**YOUR TASK**
Tally the lines in the items below that contain the string "tent". Reply with the number only.

Stored items:
○ ○ ○ ○ ○

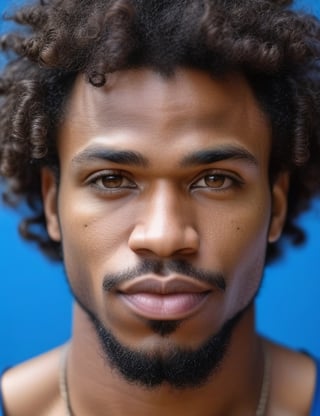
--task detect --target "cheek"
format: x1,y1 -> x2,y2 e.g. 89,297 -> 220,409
60,198 -> 135,305
203,200 -> 270,308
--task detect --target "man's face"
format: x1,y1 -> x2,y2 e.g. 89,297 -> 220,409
43,69 -> 285,386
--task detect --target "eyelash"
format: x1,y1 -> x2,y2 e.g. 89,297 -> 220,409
191,171 -> 244,192
87,171 -> 244,193
87,171 -> 137,193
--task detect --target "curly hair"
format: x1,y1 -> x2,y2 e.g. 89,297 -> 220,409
0,0 -> 320,261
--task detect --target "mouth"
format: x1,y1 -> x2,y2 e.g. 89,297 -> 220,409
118,276 -> 212,320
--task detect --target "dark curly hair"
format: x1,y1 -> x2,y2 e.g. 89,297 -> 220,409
0,0 -> 320,260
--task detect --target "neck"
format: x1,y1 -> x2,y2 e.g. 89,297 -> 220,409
67,306 -> 264,416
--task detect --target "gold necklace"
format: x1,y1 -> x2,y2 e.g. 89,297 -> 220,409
59,346 -> 271,416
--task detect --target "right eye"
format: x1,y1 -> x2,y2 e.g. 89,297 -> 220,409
89,171 -> 136,192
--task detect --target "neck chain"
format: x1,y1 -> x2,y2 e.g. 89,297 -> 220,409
59,347 -> 271,416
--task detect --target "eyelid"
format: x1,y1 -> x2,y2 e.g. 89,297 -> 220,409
85,169 -> 136,192
191,169 -> 245,191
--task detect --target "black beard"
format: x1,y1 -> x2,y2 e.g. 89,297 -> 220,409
85,307 -> 248,389
63,262 -> 254,389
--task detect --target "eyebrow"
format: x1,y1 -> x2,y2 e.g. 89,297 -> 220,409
72,147 -> 148,167
181,146 -> 258,167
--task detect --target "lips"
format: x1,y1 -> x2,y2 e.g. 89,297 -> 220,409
118,276 -> 212,320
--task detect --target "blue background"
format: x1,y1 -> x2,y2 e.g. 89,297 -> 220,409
0,0 -> 320,368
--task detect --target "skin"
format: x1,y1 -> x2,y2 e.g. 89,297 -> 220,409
0,68 -> 314,416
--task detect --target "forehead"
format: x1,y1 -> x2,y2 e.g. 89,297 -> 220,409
59,68 -> 270,162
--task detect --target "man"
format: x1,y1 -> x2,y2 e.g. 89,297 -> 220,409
0,0 -> 320,416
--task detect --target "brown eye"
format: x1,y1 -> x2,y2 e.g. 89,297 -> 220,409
97,175 -> 124,188
89,172 -> 136,192
192,172 -> 236,191
204,175 -> 226,188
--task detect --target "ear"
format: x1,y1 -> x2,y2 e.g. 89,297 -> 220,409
41,168 -> 61,242
268,172 -> 289,243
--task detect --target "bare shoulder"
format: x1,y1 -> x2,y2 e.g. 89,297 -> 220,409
268,343 -> 316,416
2,347 -> 66,416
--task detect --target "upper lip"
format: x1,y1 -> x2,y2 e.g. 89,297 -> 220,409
118,275 -> 212,295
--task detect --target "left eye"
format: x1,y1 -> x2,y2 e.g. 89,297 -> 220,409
192,174 -> 235,190
91,174 -> 135,189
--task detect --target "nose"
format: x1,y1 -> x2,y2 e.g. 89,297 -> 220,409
128,184 -> 199,257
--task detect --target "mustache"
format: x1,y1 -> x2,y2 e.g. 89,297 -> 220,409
103,260 -> 227,292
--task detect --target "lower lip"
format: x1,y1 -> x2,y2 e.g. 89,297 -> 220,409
121,292 -> 208,320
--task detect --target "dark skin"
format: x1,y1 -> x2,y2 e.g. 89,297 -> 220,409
3,68 -> 315,416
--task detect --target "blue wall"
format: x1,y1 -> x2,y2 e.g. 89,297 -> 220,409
0,0 -> 320,368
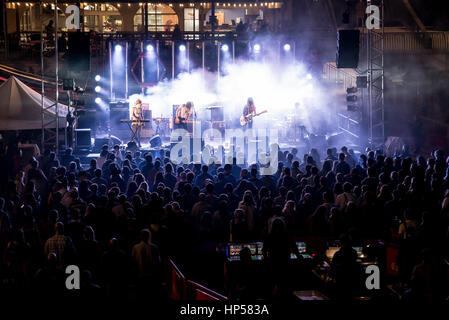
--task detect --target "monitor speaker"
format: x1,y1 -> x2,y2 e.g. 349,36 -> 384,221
336,30 -> 360,68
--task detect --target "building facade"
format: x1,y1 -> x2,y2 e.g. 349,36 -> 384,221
6,0 -> 290,33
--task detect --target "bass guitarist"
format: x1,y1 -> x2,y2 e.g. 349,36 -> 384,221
242,98 -> 256,130
175,101 -> 193,130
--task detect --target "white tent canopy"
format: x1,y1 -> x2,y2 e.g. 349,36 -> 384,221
0,76 -> 67,130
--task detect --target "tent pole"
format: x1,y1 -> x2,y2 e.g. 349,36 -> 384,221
55,0 -> 59,154
39,0 -> 45,151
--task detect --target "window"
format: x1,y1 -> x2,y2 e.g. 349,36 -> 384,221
184,8 -> 200,32
134,4 -> 178,32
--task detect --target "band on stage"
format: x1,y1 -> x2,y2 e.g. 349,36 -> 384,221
121,97 -> 280,147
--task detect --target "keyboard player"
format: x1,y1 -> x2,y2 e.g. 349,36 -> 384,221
131,99 -> 144,148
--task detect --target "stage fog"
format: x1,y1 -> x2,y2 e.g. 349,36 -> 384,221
129,56 -> 335,140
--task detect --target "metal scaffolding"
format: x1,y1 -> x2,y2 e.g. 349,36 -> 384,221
40,0 -> 59,153
366,0 -> 385,147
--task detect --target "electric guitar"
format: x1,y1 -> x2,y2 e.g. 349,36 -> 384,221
175,117 -> 197,124
240,110 -> 268,127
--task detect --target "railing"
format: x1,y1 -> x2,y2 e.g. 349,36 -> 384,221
323,62 -> 357,90
167,259 -> 228,301
360,29 -> 449,53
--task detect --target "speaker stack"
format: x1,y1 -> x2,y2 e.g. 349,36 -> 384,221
67,31 -> 90,72
336,30 -> 360,68
109,101 -> 131,141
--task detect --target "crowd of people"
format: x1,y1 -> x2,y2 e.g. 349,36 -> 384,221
0,139 -> 449,299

○ ○ ○ ○ ○

**RESPONSE TO THIS EXERCISE**
2